(Extracted data entries)
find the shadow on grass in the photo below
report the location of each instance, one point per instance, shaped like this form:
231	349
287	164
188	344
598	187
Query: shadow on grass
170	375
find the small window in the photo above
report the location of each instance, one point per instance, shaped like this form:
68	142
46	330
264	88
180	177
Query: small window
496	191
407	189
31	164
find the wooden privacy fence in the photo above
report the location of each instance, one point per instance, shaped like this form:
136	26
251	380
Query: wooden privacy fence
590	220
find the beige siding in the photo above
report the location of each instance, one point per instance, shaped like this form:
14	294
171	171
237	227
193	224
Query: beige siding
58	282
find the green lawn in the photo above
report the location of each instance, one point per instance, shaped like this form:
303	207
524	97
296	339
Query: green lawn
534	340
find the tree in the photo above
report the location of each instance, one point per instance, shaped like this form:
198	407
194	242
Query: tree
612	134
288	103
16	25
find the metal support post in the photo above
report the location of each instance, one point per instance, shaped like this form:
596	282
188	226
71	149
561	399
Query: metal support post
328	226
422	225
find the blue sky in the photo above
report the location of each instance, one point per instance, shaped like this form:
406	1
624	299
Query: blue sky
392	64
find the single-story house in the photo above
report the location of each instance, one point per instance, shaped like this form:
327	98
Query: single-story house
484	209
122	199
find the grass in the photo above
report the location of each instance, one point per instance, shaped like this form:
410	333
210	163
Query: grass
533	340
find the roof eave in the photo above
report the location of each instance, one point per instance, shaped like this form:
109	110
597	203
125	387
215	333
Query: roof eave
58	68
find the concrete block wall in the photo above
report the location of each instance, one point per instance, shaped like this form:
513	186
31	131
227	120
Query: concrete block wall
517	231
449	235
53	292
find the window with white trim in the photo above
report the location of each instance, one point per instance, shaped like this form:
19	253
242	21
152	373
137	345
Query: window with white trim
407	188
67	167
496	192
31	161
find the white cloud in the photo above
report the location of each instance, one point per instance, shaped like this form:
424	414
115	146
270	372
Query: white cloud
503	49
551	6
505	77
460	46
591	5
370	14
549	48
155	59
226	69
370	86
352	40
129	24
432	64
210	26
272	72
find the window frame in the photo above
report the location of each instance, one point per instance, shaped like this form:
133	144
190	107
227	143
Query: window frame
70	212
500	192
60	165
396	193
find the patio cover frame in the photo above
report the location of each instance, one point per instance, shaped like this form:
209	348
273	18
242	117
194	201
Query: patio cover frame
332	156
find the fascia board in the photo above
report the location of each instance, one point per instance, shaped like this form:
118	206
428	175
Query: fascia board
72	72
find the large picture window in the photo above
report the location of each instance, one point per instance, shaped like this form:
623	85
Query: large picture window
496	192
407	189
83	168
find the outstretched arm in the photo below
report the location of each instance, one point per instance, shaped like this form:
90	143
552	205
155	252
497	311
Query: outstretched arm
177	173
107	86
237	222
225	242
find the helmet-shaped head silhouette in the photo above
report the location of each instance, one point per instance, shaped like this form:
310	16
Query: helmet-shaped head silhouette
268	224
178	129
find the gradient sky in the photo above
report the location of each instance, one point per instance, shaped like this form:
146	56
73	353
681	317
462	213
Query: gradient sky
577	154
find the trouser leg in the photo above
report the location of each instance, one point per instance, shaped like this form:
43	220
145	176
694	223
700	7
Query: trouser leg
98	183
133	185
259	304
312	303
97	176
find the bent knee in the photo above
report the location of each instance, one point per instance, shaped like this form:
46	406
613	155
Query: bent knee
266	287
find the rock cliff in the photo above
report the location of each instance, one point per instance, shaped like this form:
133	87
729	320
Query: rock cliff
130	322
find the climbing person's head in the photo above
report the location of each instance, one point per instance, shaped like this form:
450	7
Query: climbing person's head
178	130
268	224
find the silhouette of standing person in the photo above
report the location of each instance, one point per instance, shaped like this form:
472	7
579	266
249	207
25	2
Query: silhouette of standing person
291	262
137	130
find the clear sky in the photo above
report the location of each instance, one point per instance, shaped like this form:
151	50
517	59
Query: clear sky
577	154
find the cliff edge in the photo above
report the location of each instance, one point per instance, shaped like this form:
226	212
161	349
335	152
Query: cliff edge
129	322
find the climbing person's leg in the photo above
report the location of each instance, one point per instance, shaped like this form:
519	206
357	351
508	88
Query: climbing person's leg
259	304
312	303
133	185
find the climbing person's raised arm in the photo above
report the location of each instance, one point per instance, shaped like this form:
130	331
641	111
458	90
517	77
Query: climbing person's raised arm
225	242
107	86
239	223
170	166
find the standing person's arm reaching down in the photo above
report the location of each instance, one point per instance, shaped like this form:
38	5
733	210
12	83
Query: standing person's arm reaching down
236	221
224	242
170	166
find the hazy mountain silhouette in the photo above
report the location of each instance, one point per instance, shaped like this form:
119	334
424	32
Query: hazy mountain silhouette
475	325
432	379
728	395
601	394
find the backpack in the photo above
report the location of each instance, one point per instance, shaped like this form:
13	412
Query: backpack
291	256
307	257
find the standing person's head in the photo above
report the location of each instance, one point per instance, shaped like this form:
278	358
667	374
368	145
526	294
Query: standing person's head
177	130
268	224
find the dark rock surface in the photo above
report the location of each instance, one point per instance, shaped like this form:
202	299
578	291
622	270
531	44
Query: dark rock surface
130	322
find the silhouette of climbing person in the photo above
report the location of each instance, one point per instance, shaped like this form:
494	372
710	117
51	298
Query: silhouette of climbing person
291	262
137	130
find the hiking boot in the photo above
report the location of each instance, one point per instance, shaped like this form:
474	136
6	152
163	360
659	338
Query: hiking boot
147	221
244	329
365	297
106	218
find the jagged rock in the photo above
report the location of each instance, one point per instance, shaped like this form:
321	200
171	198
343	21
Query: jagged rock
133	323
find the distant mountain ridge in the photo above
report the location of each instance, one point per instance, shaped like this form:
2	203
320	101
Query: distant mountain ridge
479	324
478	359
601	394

**WHAT IS ASKED**
Reproduce all data above, unchanged.

**EXERCISE OUTPUT**
find the shadow on grass in the photo below
report the location of each instance, one point per instance, shaped like this form:
231	349
287	164
188	344
598	187
Query: shadow on grass
170	375
find the small window in the photo above
report the location of each instance, one point per instance, shaped like this form:
68	142
46	330
264	88
180	177
Query: small window
496	191
407	189
31	164
find the wooden privacy fence in the photo above
report the location of each instance, one point per instance, shaped like this form:
136	26
251	380
Query: wooden privacy fence
590	220
find the beige siding in the photo above
report the location of each instance, one point per instance, shaped like this form:
14	294
171	171
237	227
193	224
Query: beige siding
58	282
find the green lawn in the photo above
report the location of each instance, one point per instance, shaped like this form:
303	207
524	97
296	339
Query: green lawn
534	340
find the tree in the photo above
report the location of each instance, one point per instance, shaped like this form:
198	407
194	242
Query: tree
612	134
288	103
16	25
find the metal support post in the photo above
report the location of each instance, one point per instance, shaped like this form:
596	282
188	226
71	149
561	399
Query: metal support post
328	226
422	225
find the blue sky in the photo above
report the location of each instance, one point per instance, shaped like this form:
406	1
624	299
Query: blue sky
392	64
find the single-story house in the photo above
report the location of each instance, one point per instance, shaped like this form:
327	98
Query: single-story house
484	209
122	199
find the grass in the photo above
report the location of each instance, one point per instance, shaped like this form:
410	333
210	163
Query: grass
533	340
find the roof eave in the photo above
report the location of each instance, one point per instance, shaped like this form:
109	110
597	203
125	387
215	333
Query: roof eave
58	68
find the concrete block wall in the photo above
report the location of each instance, one point per instance, shaped like this form:
513	186
31	131
227	120
Query: concrete block wall
517	231
449	235
53	292
find the window with white trim in the photo above
report the location of each instance, one point per instance, shaped like this form:
19	253
242	21
152	373
137	345
Query: window with white trim
407	188
67	167
496	192
31	161
find the white cloud in the photo above
report the location of each instance, one point per instance, shaped like this form:
424	414
115	146
270	372
Query: white cloud
503	49
551	6
505	77
460	46
591	5
370	14
549	48
155	59
226	69
370	86
352	40
129	24
432	64
210	26
272	72
find the window frame in the photo above
report the location of each instance, one point per instance, shaped like this form:
133	144
190	107
227	143
Query: window frame
70	212
500	192
60	165
396	193
find the patio cover frame in the photo above
report the location of each instance, one point per instance, shaped like this form:
209	348
273	18
242	117
194	201
Query: patio cover frame
332	156
find the fascia board in the photo above
report the location of each instance, one point per instance, shaped like this form:
118	206
428	175
Query: fascia board
72	72
find the large picture window in the photo above
report the location of each instance, one point per instance, shaped like this form:
623	85
Query: large picture window
496	192
407	189
83	168
find the outstretched arm in the photo below
report the location of each instance, one point per instance, shaped like this form:
90	143
552	205
155	252
497	311
Query: outstretched arm
177	173
107	86
237	222
225	242
find the helmet-shaped head silhouette in the photo above
report the location of each instance, one point per instance, shaped like this form:
310	16
Query: helmet-shaped head silhouette
268	224
178	129
find the gradient sky in the photo above
report the location of each instance, one point per instance, shaped like this form:
146	56
73	353
681	317
462	213
Query: gradient sky
577	154
find the trouser leg in the photo above
report the location of each instance, one point per instance, shaped like this form:
43	220
145	176
694	223
700	7
Query: trouser leg
98	183
133	185
259	304
312	303
97	176
find the bent knee in the photo above
report the location of each instance, one point per instance, shaped like this form:
46	406
613	155
Query: bent knee
266	287
find the rock cliff in the photo above
report the location of each instance, one point per instance, shaped like this form:
133	87
729	320
Query: rock cliff
130	322
find the climbing person's head in the photo above
report the location of each instance, one point per instance, shaped like this form:
450	7
Query: climbing person's head
178	130
268	224
find the silhouette of standing person in the photo above
report the location of each instance, one point per instance, shaped like this form:
472	7
579	266
249	207
25	2
Query: silhouette of standing person
291	262
137	130
find the clear sky in the photo above
report the location of each instance, one point per instance, shaped like this form:
151	50
517	59
Query: clear sky
577	154
find the cliff edge in the photo above
report the location of each instance, one point per instance, shaped like this form:
226	212
161	349
335	152
Query: cliff edge
129	322
find the climbing person's leg in the photo above
report the location of each instance, one point per instance, shaped like this form:
519	206
357	351
508	88
Query: climbing person's leg
259	304
312	303
133	185
find the climbing person's raised arm in the photo above
report the location of each instance, one point per instance, shaped like this form:
130	331
641	111
458	90
517	77
Query: climbing person's raised arm
225	242
107	86
239	223
170	166
find the standing person's arm reaching down in the photo above
report the location of each instance, one point per instance, shaped like this form:
38	5
733	210
12	83
Query: standing person's arm reaching down
236	221
224	242
170	166
find the hazy mountain silhouette in the photo above
report the location of each instance, one point per instance, shaped like this form:
119	334
424	32
Query: hazy mountain silhouette
475	325
432	379
728	395
601	394
find the backpack in the photo above
report the location of each instance, one point per instance, shaped like this form:
13	412
Query: backpack
291	256
307	257
find the standing person's head in the photo above
report the location of each instance, one point per instance, shaped like this form:
278	358
667	374
368	145
526	294
Query: standing person's head
177	130
268	224
find the dark rock surface in the photo above
report the location of each instance, one point per instance, shaped like this form:
202	299
578	291
622	270
531	44
Query: dark rock surface
130	322
find the silhouette of climbing person in the photo above
report the location of each instance, one point per instance, shaped like this form:
494	372
710	117
51	298
Query: silhouette of climbing person
291	262
137	130
find the hiking boot in the photo above
report the location of each instance, one point per instance, shaped like this form:
474	136
6	152
163	360
659	338
Query: hiking boot
147	221
244	329
365	297
106	218
find the jagged rock in the photo above
report the location of each instance, one point per instance, shaped like this form:
321	200
171	198
343	21
Query: jagged rock
133	323
find the distant mountain ridge in the photo above
report the location of each instance, one point per instance, shaped like this form:
2	203
320	101
Query: distant mountain ridge
479	324
478	359
601	394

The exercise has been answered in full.